**EXTRACTED TEXT:**

The High Cost of Excessive Spending

March 01, 2006

The nation's strong economic growth is creating a tax-revenue boom for the states. State tax revenues jumped 8.7 percent in 2004 and about eight percent in 2005. About three-quarters of state governments had tax-revenue growth of six percent or more in 2005.

What will states like Oklahoma do with their overflowing coffers? During the revenue boom of the 1990s, states allowed their budgets to bloat as they expanded programs such as Medicaid to unsustainable levels. When the recession hit in 2001 and revenues stagnated, state officials moaned that they were innocent victims of a fiscal crisis. Many responded by hiking taxes and clamoring for more aid from Washington.

Only a few years into the current boom, some states are already making the same mistake of overspending. In California, Gov. Arnold Schwarzenegger has proposed a budget increase for fiscal 2007 of 8.4 percent, which follows a 9.7 percent increase in 2006. This is the same governor who, in 2003, said, "if you spend, spend, spend, then you have tax, tax, tax, but all of a sudden you say, 'Where are the jobs?' Gone, gone, gone."

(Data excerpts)

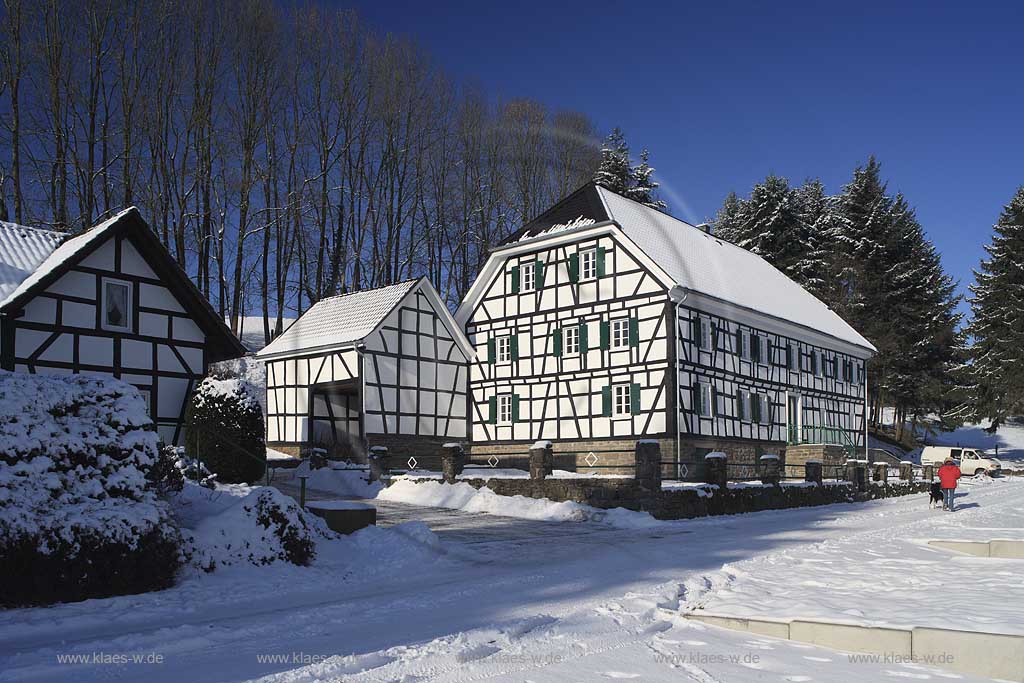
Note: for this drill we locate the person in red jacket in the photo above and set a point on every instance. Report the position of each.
(948, 474)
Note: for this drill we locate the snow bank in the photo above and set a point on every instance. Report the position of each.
(466, 498)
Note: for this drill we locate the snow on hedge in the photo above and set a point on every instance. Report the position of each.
(239, 524)
(464, 497)
(73, 456)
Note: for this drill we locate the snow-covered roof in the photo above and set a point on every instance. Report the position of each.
(58, 253)
(698, 261)
(22, 250)
(338, 321)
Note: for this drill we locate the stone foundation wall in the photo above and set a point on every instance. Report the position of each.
(690, 503)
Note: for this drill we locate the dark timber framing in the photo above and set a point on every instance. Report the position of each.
(56, 325)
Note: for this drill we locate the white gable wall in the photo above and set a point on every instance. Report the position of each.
(60, 332)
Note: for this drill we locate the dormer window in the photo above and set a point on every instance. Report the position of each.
(117, 305)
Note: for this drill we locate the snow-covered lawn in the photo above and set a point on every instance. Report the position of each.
(581, 604)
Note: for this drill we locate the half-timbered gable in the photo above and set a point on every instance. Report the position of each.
(384, 367)
(113, 302)
(604, 318)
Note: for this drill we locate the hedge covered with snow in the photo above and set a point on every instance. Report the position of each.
(78, 517)
(224, 430)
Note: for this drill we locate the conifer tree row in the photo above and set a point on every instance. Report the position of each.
(864, 254)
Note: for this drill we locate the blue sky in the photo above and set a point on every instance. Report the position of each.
(724, 93)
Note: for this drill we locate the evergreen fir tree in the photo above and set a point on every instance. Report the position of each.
(621, 176)
(996, 367)
(643, 184)
(614, 172)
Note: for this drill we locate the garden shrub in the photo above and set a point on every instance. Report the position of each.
(224, 430)
(79, 514)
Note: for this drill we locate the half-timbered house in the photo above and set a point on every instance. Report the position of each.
(385, 367)
(604, 321)
(111, 301)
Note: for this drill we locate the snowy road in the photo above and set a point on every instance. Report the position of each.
(551, 602)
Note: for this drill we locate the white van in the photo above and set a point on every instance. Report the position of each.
(972, 461)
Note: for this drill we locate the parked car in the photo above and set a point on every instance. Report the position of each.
(972, 462)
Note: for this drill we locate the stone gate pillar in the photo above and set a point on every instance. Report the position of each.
(453, 462)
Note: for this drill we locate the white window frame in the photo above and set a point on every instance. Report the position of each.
(706, 410)
(588, 264)
(763, 342)
(620, 333)
(765, 418)
(128, 305)
(570, 340)
(503, 349)
(743, 396)
(504, 409)
(527, 276)
(622, 398)
(706, 340)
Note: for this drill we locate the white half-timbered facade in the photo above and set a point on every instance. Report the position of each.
(111, 301)
(604, 319)
(384, 367)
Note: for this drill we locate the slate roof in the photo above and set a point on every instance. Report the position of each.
(338, 321)
(22, 251)
(698, 261)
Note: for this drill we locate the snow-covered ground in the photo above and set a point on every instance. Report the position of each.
(552, 602)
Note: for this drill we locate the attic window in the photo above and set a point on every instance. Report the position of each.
(117, 305)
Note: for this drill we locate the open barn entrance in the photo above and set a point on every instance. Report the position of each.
(336, 419)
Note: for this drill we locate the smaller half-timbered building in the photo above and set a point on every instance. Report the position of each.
(110, 301)
(385, 367)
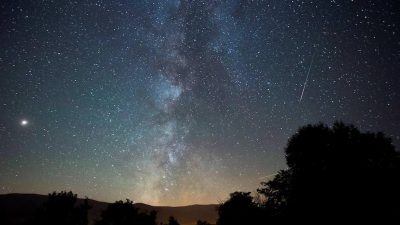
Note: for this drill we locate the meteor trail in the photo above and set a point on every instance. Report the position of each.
(308, 73)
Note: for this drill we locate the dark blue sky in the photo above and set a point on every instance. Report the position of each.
(181, 102)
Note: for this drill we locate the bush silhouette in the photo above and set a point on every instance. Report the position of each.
(336, 173)
(60, 208)
(200, 222)
(124, 213)
(172, 221)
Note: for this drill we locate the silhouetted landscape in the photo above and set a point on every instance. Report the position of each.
(336, 174)
(21, 209)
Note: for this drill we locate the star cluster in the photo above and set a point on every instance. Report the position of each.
(182, 102)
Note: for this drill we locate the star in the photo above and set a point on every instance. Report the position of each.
(24, 123)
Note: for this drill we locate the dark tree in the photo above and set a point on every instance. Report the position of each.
(238, 209)
(61, 208)
(124, 213)
(172, 221)
(336, 173)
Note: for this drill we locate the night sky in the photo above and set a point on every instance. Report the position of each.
(183, 102)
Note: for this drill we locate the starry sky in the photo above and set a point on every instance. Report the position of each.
(182, 102)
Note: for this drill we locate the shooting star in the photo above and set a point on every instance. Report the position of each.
(308, 74)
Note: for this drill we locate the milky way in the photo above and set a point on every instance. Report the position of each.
(182, 102)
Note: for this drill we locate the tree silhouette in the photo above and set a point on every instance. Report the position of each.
(336, 173)
(124, 213)
(238, 209)
(60, 208)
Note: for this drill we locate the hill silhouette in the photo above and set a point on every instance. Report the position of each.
(18, 209)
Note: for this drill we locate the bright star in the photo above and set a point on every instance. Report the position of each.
(24, 122)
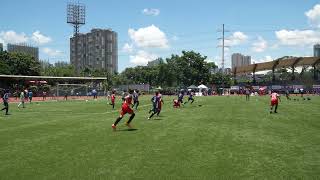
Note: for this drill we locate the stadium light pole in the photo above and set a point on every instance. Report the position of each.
(76, 17)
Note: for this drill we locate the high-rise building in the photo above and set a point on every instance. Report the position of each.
(238, 60)
(316, 50)
(155, 62)
(24, 49)
(97, 49)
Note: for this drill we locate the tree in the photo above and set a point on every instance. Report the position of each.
(18, 64)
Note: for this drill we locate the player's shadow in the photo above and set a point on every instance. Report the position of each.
(157, 119)
(133, 129)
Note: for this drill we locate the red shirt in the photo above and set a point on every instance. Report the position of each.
(128, 99)
(274, 96)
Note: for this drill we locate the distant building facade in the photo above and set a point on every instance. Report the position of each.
(155, 62)
(316, 50)
(238, 60)
(24, 49)
(227, 70)
(97, 49)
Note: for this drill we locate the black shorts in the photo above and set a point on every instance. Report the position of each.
(6, 104)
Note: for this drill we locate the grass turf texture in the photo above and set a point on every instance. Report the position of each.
(225, 138)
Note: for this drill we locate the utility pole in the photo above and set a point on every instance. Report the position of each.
(223, 46)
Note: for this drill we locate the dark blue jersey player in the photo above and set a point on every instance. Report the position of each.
(180, 97)
(155, 105)
(190, 98)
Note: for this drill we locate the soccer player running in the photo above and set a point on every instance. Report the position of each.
(190, 98)
(155, 105)
(275, 98)
(160, 104)
(113, 98)
(5, 100)
(176, 103)
(247, 94)
(21, 100)
(180, 97)
(135, 99)
(30, 94)
(124, 110)
(288, 95)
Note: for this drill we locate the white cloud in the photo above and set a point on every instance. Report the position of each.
(175, 38)
(151, 12)
(260, 46)
(52, 52)
(236, 38)
(149, 37)
(128, 48)
(39, 38)
(298, 37)
(314, 15)
(265, 59)
(13, 37)
(142, 58)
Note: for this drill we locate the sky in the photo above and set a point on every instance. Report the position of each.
(148, 29)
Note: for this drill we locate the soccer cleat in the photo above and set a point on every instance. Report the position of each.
(129, 126)
(114, 127)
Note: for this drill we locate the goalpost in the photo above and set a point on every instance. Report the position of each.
(72, 90)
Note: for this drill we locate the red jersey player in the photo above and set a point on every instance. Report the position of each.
(176, 103)
(113, 98)
(125, 108)
(160, 104)
(275, 98)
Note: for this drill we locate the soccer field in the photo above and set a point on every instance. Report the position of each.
(225, 138)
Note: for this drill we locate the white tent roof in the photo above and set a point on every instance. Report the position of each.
(202, 87)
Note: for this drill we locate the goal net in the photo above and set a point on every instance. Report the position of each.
(72, 90)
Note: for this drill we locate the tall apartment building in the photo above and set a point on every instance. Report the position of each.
(24, 49)
(155, 62)
(238, 60)
(97, 49)
(316, 50)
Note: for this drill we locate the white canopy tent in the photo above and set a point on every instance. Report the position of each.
(200, 87)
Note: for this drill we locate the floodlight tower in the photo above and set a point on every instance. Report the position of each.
(76, 17)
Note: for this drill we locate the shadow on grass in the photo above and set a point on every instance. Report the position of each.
(133, 129)
(157, 119)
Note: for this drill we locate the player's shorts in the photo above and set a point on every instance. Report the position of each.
(274, 102)
(125, 109)
(176, 104)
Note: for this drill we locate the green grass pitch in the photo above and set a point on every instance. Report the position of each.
(225, 138)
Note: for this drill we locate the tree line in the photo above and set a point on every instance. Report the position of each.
(189, 68)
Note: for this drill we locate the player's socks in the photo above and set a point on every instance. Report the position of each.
(129, 126)
(117, 121)
(152, 115)
(131, 117)
(114, 127)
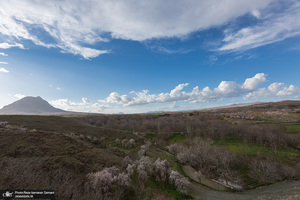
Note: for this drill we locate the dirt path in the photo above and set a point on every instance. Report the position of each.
(141, 152)
(287, 190)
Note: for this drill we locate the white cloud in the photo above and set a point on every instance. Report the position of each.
(3, 54)
(252, 83)
(20, 96)
(7, 46)
(256, 13)
(274, 90)
(273, 27)
(226, 89)
(76, 24)
(83, 106)
(85, 100)
(3, 70)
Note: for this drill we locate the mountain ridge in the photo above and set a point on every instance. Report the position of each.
(30, 105)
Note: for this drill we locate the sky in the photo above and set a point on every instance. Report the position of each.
(138, 56)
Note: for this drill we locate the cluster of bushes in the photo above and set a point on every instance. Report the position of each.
(125, 143)
(219, 163)
(204, 124)
(110, 182)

**ACTIVITY 1:**
Restate the piece on state spending between "What will states" and "aid from Washington.", inclusive, substituting "welfare" for "Medicaid".
**ACTIVITY 2:**
Please summarize the piece on state spending in two sentences.

**EXERCISE SOLUTION 1:**
What will states like Oklahoma do with their overflowing coffers? During the revenue boom of the 1990s, states allowed their budgets to bloat as they expanded programs such as welfare to unsustainable levels. When the recession hit in 2001 and revenues stagnated, state officials moaned that they were innocent victims of a fiscal crisis. Many responded by hiking taxes and clamoring for more aid from Washington.

**EXERCISE SOLUTION 2:**
Strong economic growth has driven a state tax-revenue boom, with revenues up 8.7 percent in 2004 and about eight percent in 2005. States overspent during the 1990s boom and then raised taxes when the 2001 recession hit, and some are already overspending again, as with California Gov. Arnold Schwarzenegger's proposed 8.4 percent budget increase for fiscal 2007.